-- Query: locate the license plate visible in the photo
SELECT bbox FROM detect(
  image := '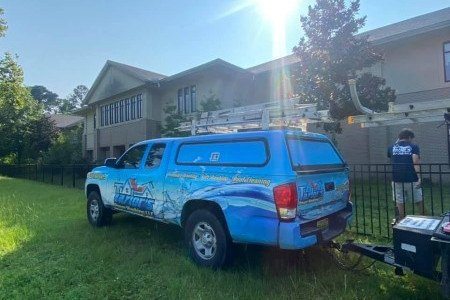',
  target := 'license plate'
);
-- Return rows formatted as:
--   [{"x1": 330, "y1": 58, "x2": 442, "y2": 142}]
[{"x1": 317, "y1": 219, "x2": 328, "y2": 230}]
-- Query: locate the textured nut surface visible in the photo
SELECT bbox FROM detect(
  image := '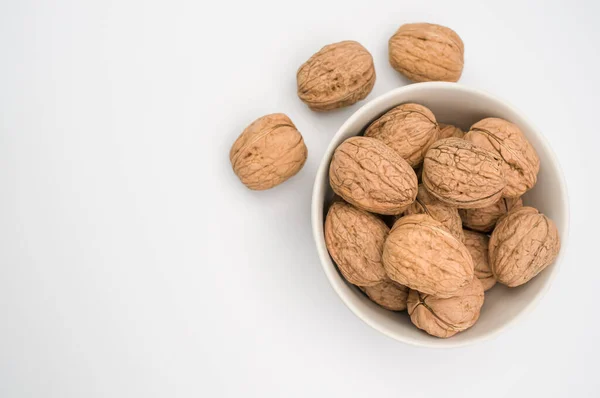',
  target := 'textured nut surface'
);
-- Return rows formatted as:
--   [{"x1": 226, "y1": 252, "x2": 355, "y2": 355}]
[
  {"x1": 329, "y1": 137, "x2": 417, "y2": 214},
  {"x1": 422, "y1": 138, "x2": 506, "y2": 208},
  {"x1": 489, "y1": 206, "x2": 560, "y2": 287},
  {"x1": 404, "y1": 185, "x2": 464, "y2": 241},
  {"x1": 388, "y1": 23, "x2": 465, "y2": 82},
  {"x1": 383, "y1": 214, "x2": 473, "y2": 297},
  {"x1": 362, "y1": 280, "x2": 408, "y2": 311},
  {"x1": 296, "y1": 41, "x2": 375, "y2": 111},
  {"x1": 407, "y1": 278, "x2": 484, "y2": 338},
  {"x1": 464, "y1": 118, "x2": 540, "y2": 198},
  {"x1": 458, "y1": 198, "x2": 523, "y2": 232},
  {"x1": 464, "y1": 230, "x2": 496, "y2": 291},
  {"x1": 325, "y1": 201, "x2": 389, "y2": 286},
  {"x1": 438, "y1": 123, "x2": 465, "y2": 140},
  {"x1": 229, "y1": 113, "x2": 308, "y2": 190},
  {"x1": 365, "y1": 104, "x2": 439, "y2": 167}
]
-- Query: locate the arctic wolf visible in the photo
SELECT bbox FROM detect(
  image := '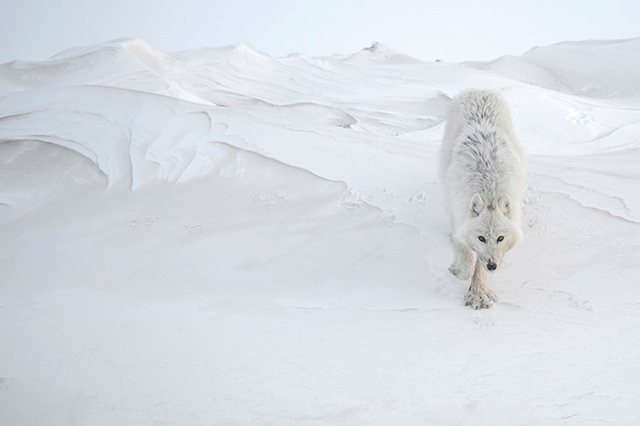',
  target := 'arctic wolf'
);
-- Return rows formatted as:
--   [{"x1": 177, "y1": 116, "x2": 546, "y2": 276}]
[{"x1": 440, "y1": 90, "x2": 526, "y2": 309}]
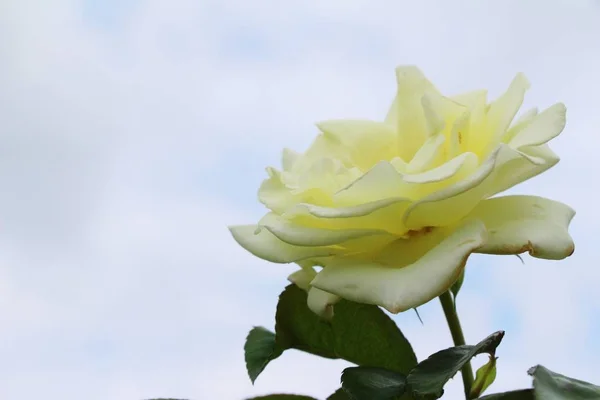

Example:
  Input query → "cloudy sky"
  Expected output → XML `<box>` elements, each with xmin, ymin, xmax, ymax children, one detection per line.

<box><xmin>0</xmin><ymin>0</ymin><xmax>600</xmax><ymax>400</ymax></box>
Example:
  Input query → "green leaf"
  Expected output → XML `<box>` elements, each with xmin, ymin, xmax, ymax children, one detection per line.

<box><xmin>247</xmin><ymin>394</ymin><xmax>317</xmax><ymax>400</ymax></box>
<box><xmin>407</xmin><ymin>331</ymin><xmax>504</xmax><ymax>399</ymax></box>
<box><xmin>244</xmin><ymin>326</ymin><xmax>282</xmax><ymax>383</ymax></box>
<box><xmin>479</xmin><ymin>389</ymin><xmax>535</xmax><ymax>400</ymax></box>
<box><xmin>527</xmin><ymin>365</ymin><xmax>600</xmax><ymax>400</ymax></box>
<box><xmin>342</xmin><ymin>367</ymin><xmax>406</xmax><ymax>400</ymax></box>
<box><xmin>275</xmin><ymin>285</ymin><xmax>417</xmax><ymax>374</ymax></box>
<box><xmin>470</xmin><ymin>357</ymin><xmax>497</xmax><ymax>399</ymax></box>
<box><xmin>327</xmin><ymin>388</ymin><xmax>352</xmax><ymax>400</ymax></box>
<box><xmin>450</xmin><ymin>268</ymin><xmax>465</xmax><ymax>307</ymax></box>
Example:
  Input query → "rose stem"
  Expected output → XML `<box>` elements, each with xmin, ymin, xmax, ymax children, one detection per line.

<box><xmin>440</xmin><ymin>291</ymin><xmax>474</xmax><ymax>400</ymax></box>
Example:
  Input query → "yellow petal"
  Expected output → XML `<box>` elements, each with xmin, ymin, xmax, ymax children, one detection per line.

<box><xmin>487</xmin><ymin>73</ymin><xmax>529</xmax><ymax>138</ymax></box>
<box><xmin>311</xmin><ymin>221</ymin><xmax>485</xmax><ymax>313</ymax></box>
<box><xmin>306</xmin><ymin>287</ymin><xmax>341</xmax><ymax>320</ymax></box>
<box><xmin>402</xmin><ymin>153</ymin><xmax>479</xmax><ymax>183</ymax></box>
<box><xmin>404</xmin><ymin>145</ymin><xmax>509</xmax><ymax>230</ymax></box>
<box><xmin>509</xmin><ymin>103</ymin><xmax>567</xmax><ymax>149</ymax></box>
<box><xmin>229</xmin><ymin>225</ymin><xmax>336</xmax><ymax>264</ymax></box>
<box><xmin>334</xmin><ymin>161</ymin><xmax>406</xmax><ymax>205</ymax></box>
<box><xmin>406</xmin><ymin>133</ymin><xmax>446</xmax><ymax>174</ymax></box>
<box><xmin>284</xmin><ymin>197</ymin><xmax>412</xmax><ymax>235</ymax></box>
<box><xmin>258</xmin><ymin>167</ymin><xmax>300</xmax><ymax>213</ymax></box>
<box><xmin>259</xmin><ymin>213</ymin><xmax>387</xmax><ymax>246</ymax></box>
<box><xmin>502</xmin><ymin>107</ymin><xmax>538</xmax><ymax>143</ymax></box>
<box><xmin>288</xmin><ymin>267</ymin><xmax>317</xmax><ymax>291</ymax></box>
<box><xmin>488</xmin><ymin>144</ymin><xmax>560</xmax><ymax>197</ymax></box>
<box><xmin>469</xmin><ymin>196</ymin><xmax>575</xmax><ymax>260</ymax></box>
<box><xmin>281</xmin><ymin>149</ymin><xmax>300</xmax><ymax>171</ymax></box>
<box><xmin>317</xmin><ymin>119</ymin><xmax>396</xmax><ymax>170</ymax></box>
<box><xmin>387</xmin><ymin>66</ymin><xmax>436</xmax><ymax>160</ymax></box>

...

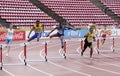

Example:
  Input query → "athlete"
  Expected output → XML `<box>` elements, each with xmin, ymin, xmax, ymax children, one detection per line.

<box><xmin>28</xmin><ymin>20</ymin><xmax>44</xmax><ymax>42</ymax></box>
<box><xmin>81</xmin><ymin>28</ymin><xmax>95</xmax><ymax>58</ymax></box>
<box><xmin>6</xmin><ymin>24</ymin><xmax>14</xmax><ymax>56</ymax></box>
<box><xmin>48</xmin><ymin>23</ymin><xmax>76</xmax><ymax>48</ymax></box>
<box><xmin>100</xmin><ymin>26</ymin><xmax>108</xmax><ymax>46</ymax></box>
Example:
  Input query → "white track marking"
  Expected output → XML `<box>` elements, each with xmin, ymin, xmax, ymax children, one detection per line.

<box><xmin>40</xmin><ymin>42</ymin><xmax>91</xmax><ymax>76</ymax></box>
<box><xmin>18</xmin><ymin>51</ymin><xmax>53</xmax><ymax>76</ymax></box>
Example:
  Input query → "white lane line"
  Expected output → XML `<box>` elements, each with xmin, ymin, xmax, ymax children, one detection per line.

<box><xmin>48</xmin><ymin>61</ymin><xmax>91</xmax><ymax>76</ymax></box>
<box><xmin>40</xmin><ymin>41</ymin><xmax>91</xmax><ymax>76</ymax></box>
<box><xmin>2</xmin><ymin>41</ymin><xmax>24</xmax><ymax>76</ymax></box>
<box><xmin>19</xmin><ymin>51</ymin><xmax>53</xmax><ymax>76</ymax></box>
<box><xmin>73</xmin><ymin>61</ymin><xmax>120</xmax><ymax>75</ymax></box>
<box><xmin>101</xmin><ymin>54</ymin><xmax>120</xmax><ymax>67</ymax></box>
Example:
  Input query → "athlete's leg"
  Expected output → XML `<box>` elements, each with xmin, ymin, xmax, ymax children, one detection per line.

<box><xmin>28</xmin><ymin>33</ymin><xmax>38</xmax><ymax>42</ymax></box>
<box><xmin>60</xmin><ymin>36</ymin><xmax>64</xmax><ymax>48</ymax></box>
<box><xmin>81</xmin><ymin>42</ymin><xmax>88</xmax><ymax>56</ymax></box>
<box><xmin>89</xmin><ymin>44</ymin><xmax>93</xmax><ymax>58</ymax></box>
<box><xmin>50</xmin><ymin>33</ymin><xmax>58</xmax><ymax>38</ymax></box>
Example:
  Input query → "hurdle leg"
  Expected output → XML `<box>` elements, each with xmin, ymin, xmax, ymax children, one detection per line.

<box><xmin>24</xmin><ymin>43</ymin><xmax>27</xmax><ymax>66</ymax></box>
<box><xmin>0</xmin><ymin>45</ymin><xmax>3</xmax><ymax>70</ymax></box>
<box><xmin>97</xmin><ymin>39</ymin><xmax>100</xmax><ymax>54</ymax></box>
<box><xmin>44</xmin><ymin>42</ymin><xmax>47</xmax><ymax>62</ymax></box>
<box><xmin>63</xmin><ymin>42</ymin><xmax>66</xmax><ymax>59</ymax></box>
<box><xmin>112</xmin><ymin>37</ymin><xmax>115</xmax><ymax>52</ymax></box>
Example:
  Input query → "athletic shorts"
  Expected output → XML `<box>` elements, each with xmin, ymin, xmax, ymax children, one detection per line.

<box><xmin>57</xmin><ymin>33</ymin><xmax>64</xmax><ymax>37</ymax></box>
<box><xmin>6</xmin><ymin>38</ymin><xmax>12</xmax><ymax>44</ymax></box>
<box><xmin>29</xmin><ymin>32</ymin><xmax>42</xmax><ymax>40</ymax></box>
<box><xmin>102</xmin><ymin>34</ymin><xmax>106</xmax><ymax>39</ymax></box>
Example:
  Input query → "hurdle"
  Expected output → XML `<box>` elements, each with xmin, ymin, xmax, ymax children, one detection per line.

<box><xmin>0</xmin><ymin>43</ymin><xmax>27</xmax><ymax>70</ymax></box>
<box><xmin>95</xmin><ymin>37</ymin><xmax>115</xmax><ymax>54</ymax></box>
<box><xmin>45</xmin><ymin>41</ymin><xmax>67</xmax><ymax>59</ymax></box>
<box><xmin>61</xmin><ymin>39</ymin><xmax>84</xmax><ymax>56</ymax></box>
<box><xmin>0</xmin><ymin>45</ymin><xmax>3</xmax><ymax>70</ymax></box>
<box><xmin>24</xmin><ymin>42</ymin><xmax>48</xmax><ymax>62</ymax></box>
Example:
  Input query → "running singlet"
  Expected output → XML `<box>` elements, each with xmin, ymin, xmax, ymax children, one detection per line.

◆ **Instructions to follow**:
Select every line in the rows above that contains the word "target", and copy each one out.

◆ **Finished exercise**:
  target := 'license plate'
  target := 'textured nut surface'
  target := 'arctic wolf'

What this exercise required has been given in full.